Task material:
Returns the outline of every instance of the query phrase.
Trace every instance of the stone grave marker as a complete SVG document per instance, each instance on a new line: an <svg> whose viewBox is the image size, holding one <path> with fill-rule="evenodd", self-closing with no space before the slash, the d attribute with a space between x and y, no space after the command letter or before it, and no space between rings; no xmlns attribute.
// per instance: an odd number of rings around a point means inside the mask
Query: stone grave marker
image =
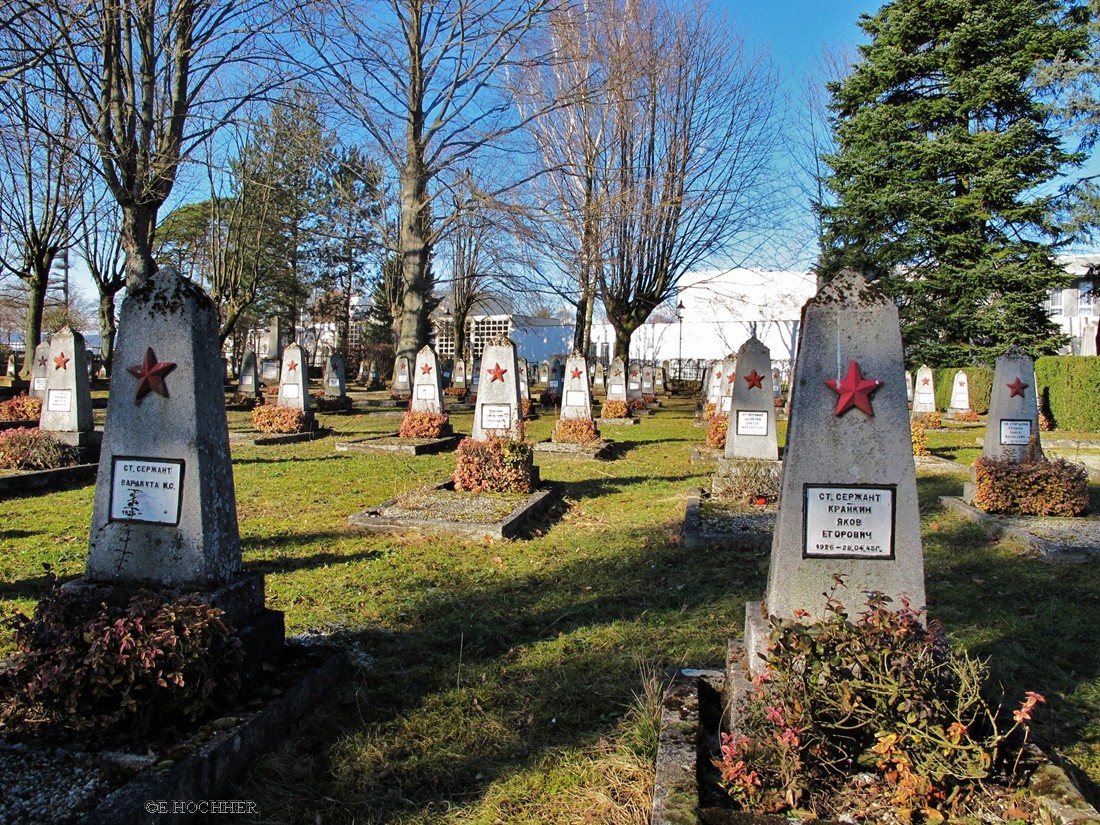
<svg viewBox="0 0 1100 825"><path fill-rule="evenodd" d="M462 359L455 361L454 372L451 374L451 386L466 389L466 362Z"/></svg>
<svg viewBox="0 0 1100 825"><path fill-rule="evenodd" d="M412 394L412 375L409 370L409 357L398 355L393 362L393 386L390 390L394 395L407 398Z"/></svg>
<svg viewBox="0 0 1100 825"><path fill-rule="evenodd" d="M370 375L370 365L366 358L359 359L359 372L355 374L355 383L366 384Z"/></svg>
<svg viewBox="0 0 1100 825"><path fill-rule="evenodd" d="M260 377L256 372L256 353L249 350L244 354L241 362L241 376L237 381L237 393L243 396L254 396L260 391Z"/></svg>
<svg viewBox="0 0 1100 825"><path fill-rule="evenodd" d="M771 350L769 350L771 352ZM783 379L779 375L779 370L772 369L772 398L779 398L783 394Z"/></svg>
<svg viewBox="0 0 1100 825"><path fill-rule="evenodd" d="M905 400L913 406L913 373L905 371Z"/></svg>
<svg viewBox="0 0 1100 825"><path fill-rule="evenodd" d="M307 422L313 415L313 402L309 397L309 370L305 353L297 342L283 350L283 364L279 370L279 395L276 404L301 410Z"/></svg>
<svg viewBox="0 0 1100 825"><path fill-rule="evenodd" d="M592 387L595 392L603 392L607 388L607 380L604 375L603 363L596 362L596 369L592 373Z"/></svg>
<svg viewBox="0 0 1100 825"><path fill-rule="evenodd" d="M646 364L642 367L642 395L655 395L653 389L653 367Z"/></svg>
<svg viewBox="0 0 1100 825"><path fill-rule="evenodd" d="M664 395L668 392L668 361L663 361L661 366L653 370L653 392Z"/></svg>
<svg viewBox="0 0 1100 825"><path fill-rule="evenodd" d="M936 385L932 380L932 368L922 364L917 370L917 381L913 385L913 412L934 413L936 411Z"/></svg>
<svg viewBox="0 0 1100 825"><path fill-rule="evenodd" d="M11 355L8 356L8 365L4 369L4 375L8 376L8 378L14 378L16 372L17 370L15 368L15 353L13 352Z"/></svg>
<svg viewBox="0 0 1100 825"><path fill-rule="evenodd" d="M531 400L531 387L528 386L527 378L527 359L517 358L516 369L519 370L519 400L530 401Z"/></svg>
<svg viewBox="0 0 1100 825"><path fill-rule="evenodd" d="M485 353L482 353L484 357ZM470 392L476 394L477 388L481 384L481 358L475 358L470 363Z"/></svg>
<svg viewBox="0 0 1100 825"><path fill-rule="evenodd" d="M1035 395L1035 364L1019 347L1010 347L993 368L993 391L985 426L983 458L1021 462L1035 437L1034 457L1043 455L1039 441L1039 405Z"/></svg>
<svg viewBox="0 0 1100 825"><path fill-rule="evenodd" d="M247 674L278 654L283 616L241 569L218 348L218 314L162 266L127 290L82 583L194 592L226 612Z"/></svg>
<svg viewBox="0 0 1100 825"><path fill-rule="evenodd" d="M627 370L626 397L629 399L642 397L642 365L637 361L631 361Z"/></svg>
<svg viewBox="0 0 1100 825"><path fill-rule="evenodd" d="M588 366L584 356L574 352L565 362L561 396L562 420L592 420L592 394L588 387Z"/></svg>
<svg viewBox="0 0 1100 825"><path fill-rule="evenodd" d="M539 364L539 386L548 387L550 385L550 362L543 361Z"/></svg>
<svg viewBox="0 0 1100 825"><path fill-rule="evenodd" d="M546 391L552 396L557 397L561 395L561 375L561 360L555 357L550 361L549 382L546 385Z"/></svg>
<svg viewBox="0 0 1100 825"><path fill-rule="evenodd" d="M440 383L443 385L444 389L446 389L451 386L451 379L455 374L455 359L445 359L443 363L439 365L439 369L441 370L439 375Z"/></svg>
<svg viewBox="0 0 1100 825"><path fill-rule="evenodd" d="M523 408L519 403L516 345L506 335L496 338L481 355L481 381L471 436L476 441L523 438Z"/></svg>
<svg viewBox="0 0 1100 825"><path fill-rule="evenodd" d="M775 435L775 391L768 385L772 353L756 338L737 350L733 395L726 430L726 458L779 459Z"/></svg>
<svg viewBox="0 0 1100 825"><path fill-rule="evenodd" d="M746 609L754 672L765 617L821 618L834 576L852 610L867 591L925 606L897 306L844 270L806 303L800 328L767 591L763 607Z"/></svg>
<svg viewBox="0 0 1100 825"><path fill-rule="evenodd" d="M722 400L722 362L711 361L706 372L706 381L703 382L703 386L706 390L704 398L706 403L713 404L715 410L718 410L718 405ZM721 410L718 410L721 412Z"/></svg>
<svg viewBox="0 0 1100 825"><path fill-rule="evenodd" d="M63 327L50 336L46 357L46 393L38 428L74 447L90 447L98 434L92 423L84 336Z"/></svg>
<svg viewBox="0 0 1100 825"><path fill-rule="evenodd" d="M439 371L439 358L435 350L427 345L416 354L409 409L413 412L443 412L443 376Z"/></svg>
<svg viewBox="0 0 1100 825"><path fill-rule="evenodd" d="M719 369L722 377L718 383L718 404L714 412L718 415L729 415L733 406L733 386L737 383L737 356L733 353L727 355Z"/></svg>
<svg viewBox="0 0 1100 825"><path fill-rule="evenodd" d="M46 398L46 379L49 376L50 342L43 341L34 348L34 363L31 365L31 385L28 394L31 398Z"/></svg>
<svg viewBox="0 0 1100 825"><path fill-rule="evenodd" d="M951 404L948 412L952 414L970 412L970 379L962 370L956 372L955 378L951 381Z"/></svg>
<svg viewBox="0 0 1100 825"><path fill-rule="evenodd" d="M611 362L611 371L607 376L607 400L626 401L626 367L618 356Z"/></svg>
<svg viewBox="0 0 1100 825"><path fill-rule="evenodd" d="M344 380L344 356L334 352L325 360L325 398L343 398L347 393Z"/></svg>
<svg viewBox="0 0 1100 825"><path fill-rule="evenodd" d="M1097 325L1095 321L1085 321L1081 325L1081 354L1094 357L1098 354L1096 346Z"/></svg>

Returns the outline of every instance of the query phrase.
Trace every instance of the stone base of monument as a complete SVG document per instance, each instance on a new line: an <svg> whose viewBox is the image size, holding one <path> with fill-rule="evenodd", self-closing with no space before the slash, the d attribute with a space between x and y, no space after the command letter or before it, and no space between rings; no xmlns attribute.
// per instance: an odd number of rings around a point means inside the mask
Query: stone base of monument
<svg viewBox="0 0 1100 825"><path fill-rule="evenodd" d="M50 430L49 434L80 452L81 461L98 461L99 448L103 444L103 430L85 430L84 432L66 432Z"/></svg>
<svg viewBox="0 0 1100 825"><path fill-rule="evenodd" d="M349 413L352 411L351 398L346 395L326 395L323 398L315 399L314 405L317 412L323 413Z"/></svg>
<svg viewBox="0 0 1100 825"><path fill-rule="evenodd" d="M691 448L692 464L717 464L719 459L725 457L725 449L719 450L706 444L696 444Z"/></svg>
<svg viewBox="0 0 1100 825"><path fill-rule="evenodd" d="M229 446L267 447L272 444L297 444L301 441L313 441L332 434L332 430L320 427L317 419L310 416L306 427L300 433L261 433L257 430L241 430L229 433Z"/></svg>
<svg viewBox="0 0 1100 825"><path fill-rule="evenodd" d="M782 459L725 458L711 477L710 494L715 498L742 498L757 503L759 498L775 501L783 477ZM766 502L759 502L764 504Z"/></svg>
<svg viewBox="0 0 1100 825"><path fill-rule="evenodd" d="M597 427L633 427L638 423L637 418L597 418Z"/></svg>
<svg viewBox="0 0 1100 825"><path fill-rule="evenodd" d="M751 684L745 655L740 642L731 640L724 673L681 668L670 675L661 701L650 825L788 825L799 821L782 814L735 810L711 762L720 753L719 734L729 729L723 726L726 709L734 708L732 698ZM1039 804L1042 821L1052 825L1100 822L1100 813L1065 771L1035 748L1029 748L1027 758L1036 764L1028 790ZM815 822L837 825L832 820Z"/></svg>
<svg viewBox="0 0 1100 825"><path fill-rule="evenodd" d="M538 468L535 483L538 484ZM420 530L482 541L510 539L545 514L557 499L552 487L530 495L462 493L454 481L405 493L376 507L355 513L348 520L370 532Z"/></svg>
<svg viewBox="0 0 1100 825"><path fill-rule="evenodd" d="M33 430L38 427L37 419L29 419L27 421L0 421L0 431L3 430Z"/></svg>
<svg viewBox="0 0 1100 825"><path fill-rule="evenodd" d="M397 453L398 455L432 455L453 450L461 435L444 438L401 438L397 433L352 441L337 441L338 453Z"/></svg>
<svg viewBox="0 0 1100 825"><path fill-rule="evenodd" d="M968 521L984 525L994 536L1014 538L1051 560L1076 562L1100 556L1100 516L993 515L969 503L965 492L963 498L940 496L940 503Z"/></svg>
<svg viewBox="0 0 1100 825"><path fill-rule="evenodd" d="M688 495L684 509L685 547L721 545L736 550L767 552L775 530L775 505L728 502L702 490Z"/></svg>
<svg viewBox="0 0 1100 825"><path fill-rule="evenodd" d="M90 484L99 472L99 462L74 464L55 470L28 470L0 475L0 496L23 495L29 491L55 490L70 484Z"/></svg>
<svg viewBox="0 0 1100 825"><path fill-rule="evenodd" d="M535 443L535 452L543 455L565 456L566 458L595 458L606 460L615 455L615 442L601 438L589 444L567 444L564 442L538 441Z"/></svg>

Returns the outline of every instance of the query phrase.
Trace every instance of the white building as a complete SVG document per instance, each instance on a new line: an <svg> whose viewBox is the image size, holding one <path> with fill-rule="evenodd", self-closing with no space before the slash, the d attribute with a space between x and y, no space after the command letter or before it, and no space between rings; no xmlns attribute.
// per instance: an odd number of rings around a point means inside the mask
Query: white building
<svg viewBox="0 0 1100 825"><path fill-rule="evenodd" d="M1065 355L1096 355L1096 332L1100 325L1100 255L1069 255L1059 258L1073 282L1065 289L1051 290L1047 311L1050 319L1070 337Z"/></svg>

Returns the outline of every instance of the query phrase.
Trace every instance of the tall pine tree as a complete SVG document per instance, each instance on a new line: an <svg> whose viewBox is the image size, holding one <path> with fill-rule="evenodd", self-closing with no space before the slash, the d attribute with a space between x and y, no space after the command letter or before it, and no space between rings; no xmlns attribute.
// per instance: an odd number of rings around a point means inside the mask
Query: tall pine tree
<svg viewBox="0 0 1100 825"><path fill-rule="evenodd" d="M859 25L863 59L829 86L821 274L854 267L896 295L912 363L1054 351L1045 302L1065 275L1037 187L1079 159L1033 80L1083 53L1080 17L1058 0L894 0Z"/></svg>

What the task requires:
What is needed is every line from the beginning of the data up to and including the line with "Query: stone grave marker", given again word for word.

Response:
Returns the outline of every instance of the query phrase.
Trace every instance of the stone grave marker as a complete SVG document per instance, each instance on a new line: an <svg> whose viewBox is the image size, holding one <path> with fill-rule="evenodd", self-closing with no space before the slash, the d attribute with a space between x and y, no space after the command letter or before it, and no space between rings; no xmlns attribute.
// per instance: an odd number of rings around a point means inside the mask
Query: stone grave marker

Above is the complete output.